» **Source material**:

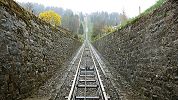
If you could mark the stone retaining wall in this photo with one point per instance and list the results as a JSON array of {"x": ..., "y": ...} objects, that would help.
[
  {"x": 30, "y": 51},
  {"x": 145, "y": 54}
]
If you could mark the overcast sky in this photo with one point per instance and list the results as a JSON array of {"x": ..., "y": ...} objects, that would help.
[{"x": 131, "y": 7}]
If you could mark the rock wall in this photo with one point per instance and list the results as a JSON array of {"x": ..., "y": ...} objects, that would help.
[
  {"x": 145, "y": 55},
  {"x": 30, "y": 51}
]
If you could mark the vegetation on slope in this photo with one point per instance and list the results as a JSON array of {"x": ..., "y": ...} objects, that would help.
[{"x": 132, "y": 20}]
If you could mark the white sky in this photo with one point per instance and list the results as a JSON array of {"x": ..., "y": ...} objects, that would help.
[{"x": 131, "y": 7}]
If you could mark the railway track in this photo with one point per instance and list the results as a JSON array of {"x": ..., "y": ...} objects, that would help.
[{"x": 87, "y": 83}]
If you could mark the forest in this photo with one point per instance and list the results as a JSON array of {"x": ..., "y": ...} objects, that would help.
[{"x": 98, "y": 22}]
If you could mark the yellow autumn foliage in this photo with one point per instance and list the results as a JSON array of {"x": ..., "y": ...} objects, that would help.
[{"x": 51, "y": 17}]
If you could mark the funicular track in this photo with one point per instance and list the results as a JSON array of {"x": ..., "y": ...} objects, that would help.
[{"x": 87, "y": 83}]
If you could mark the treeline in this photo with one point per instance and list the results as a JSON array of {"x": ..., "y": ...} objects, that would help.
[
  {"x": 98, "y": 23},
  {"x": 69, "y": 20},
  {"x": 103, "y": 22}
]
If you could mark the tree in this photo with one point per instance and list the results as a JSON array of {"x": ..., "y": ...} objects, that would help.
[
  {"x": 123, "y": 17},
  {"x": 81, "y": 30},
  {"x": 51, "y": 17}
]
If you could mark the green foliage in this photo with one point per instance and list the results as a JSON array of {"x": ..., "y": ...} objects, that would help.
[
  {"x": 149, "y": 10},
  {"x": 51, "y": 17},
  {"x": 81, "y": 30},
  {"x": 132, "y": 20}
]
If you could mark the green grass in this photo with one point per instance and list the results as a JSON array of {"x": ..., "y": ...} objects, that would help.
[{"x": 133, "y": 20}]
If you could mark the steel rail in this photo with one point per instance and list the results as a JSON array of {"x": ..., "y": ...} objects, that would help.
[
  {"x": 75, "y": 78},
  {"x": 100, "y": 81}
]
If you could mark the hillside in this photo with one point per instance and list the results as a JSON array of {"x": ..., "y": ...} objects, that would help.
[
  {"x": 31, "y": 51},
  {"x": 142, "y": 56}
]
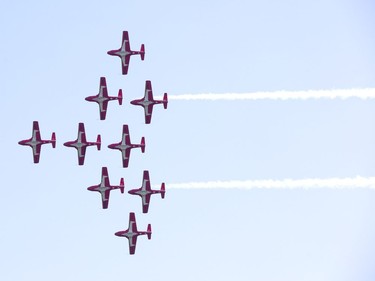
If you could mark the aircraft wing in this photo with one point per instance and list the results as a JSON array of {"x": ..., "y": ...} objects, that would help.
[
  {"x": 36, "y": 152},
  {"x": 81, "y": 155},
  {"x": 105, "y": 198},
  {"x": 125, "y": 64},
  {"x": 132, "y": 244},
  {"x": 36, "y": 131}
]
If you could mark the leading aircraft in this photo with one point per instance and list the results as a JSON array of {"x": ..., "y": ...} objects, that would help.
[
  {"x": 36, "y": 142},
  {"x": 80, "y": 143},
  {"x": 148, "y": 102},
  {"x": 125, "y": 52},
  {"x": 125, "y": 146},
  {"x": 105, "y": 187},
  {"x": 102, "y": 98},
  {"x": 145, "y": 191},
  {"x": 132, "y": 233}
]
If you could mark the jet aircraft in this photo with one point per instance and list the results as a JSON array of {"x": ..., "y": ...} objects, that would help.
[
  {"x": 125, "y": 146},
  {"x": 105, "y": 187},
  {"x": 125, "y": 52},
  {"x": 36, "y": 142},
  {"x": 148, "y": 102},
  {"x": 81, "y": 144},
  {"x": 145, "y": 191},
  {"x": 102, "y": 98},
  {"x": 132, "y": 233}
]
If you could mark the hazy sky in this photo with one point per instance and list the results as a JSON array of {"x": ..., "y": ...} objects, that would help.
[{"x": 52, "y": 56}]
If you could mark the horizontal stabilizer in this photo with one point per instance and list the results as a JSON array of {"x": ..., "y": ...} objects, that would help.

» **What to work on**: The records above need to be copied exactly, though not their pictures.

» **Response below**:
If you could mark the stone retaining wall in this photo with one point per instance and list the results as a JSON array of {"x": ..., "y": ...} objects, that would help.
[
  {"x": 30, "y": 51},
  {"x": 145, "y": 54}
]
If you could mark the overcast sky in this photo with one point per instance and list the results as a JSON array of {"x": ..., "y": ...} objects, that would help.
[{"x": 131, "y": 7}]
If you could mark the rock wall in this photo with one point per instance and list the results as a JSON array of {"x": ..., "y": ...} objects, that would help.
[
  {"x": 145, "y": 55},
  {"x": 30, "y": 51}
]
If you could mark the vegetation on slope in this photo with one point per instance and list the results as a JSON array of {"x": ..., "y": ...} objects, that would help.
[{"x": 132, "y": 20}]
If you could mark the white sky in this photo with one point per instance and list the results as a JSON array of {"x": ..., "y": ...} objects, that would help.
[{"x": 131, "y": 7}]
If you could mark the railway track in this photo with one point per instance and list the results as a JSON array of {"x": ..., "y": ...} objects, that would help.
[{"x": 87, "y": 83}]
If you could mark the forest in this photo with one point per instance and list the results as a JSON array of {"x": ..., "y": ...} objects, that would help.
[{"x": 98, "y": 22}]
If you could mark the yellow autumn foliage in this photo with one point per instance and list the results as a JSON array of {"x": ..., "y": ...} objects, that would help.
[{"x": 51, "y": 17}]
If you could mark the funicular track in this photo with one point per instance and list the results as a JSON array of {"x": ..., "y": ...} objects, that would help.
[{"x": 87, "y": 83}]
If you could mark the treeline in this photo with one point per instance and list the results as a JSON array of {"x": ..., "y": ...} objects, that would help.
[
  {"x": 98, "y": 23},
  {"x": 69, "y": 20},
  {"x": 103, "y": 22}
]
If you could mark the tree in this photo with one point per instance and list the results as a JSON array of {"x": ..., "y": ...} objects, that would help.
[
  {"x": 123, "y": 17},
  {"x": 81, "y": 30},
  {"x": 51, "y": 17}
]
If you could mark the green foliage in this photo with one point per instance and list the results as a JSON array of {"x": ..., "y": ...} objects, that would help.
[
  {"x": 149, "y": 10},
  {"x": 51, "y": 17},
  {"x": 81, "y": 30},
  {"x": 132, "y": 20}
]
If you could mark the green grass in this photo with one point per instance and list the results as a JSON array of {"x": ..., "y": ...} objects, that would help.
[{"x": 133, "y": 20}]
If you could mark the steel rail in this photo with one point per instance and list the results as a JSON array of {"x": ..., "y": ...} objects, that would help.
[
  {"x": 75, "y": 78},
  {"x": 100, "y": 81}
]
If you could mark the hillside in this photo with one point per instance and list the results as a JSON array of {"x": ..., "y": ...} objects, that would help.
[
  {"x": 31, "y": 51},
  {"x": 142, "y": 56}
]
If you could mark the aircraft wing in this photo with one point per instance and list the results as a JSON array of {"x": ..., "y": ...} objects, that would help.
[
  {"x": 36, "y": 152},
  {"x": 81, "y": 155},
  {"x": 105, "y": 198},
  {"x": 125, "y": 64},
  {"x": 132, "y": 244},
  {"x": 36, "y": 131}
]
If you could mark the leading aircraft in this photo with one point per instance and list the results as a JSON array of {"x": ..., "y": ...} objects, that would help.
[
  {"x": 36, "y": 142},
  {"x": 80, "y": 143},
  {"x": 148, "y": 102},
  {"x": 125, "y": 52},
  {"x": 125, "y": 146},
  {"x": 105, "y": 187},
  {"x": 102, "y": 98},
  {"x": 145, "y": 191},
  {"x": 132, "y": 233}
]
If you could mark the jet aircraft in this photo with one point per instance and list the results as a JSON array of {"x": ..., "y": ...} objects, that would help.
[
  {"x": 125, "y": 146},
  {"x": 105, "y": 187},
  {"x": 125, "y": 52},
  {"x": 36, "y": 142},
  {"x": 148, "y": 102},
  {"x": 81, "y": 144},
  {"x": 145, "y": 191},
  {"x": 102, "y": 98},
  {"x": 132, "y": 233}
]
If you could mark the hazy sky in this photo with one point per instance and list the results as a JSON array of {"x": ..., "y": ...} objects, that would help.
[{"x": 52, "y": 56}]
If you could mark the horizontal stabilizer in this photo with one point per instance and list the results as a JSON array of {"x": ..., "y": ...} objects, that would help.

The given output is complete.